Reproduce the records below exactly as they are written.

▶ [Listed entries]
'''

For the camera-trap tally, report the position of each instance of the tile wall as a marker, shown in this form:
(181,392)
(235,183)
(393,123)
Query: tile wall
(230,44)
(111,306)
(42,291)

'''

▶ [Response area]
For the camera-trap tally, report the position of each instance of the tile wall as a marker, shown in this form:
(181,392)
(235,183)
(393,123)
Query: tile wall
(230,44)
(111,306)
(42,291)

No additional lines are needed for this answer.